Cleary Gottlieb Elects Twelve New Partners and Counsel

November 5, 2012

Cleary Gottlieb Steen & Hamilton LLP announced today that it has elected eight partners and four counsel, effective January 1, 2013. The elections will bring the firm’s total worldwide partners to 198 and counsel to 54.

“I am very proud to introduce our new partners and counsel,” said Cleary Gottlieb Managing Partner Mark Leddy. “These exceptional women and men are resident in seven of the firm’s 16 offices worldwide, and have expertise that spans 12 practice areas and seven major geographic regions. They reflect our firm’s traditions of legal excellence, internationalism, and diversity.”

The new partners and counsel have experience in antitrust and competition; bankruptcy and restructuring; capital markets; corporate governance; derivatives; intellectual property; international trade and investment; leveraged and acquisition financing; litigation and arbitration; mergers, acquisitions and joint ventures; private equity; and structured finance. They have experience working on cross-border matters affecting North and South America, Western Europe, Russia, the Middle East, Africa, and Asia. Collectively, they speak English, French, German, Italian, and Russian.

Biographical information for the new partners and counsel is below.

Gabriele Antonazzo, partner, has been based in the London office since 2007. He joined the firm in 2000 and was based in the Rome office from 2000 to 2003 and from 2005 to 2006. He was based in the New York office from 2004 to 2005. Gabriele’s practice focuses on cross-border mergers and acquisitions, joint ventures, and restructurings. He is currently advising Rosneft on its $55 billion acquisition of TNK-BP from BP and AAR. He recently advised Bank of America Merrill Lynch in the sale of its non-U.S. wealth management business to Julius Baer Group and Dexia in the sale of its 50 percent indirect stake in RBC Dexia Investor Services to Royal Bank of Canada. He has also advised First Reserve Corporation in its acquisition of 45 percent of Ansaldo Energia from Finmeccanica and The Vita Group and its controlling shareholder TPG Capital in Vita Group’s restructuring. Gabriele is a member of the Bars of Italy and New York, and he is a Solicitor of the Senior Courts of England and Wales.

▸ **Extracted data**

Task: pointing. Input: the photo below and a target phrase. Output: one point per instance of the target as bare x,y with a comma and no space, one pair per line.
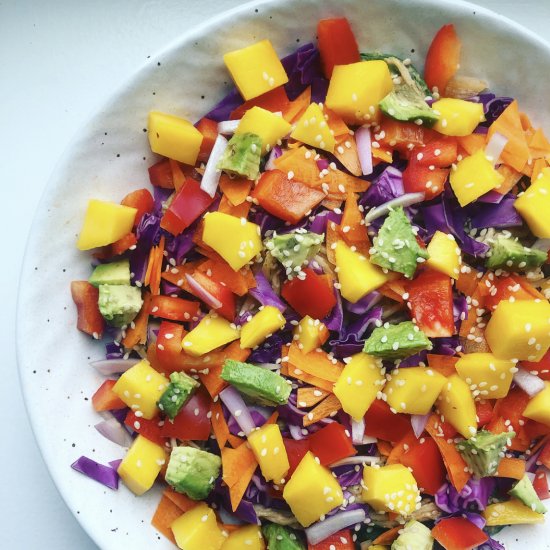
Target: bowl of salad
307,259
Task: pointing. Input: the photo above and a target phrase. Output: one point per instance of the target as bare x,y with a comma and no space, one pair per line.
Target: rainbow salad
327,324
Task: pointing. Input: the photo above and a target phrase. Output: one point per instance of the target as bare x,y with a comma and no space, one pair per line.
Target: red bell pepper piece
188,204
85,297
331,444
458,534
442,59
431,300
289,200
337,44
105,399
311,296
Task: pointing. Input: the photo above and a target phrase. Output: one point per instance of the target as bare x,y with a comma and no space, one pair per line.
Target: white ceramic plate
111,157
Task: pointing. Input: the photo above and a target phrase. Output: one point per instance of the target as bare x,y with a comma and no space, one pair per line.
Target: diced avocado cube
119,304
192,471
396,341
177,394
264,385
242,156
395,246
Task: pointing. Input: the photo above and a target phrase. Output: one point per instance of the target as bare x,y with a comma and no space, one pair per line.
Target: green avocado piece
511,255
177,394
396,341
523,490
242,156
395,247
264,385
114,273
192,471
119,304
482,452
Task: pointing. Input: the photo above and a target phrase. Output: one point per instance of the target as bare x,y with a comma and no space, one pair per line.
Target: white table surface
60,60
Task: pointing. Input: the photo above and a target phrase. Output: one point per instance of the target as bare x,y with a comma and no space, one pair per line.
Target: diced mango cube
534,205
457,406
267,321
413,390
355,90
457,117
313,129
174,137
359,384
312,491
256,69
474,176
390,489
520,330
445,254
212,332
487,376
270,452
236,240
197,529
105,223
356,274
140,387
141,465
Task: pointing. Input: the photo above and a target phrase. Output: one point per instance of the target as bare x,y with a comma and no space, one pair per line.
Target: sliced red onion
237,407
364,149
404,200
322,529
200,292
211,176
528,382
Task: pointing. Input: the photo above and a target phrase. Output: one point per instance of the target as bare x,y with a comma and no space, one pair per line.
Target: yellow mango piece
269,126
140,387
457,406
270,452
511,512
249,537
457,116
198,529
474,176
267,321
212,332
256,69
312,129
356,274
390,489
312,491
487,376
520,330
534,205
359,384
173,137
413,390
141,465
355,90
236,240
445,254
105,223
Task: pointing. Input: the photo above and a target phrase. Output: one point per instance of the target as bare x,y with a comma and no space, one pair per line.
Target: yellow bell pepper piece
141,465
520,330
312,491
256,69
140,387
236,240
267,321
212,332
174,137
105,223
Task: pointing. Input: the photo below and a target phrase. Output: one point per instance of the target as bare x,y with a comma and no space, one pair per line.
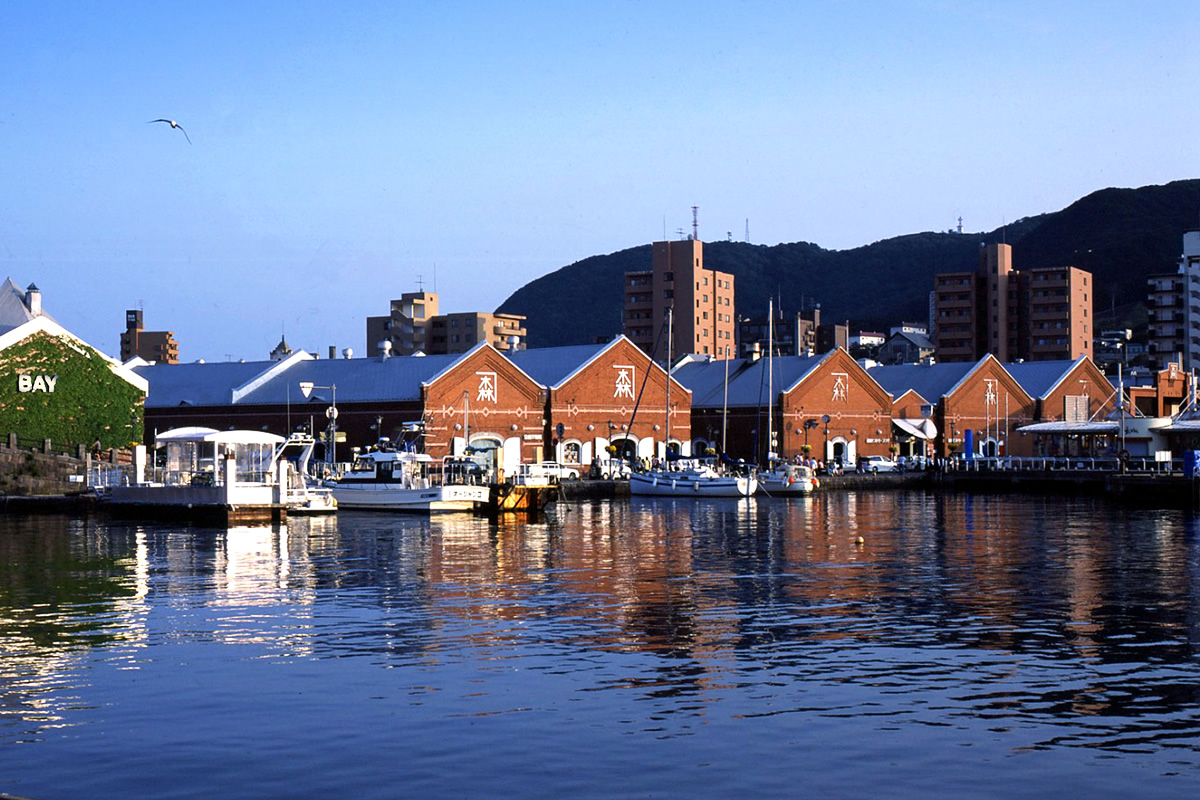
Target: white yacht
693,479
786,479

▸ **Task to carry out**
Please retype the passage of the Cleary Gottlieb partner announcement above between "Cleary Gottlieb Elects" and "counsel to 54.", inclusive, without changing a word.

▸ **Exercise result**
Cleary Gottlieb Elects Twelve New Partners and Counsel

November 5, 2012

Cleary Gottlieb Steen & Hamilton LLP announced today that it has elected eight partners and four counsel, effective January 1, 2013. The elections will bring the firm’s total worldwide partners to 198 and counsel to 54.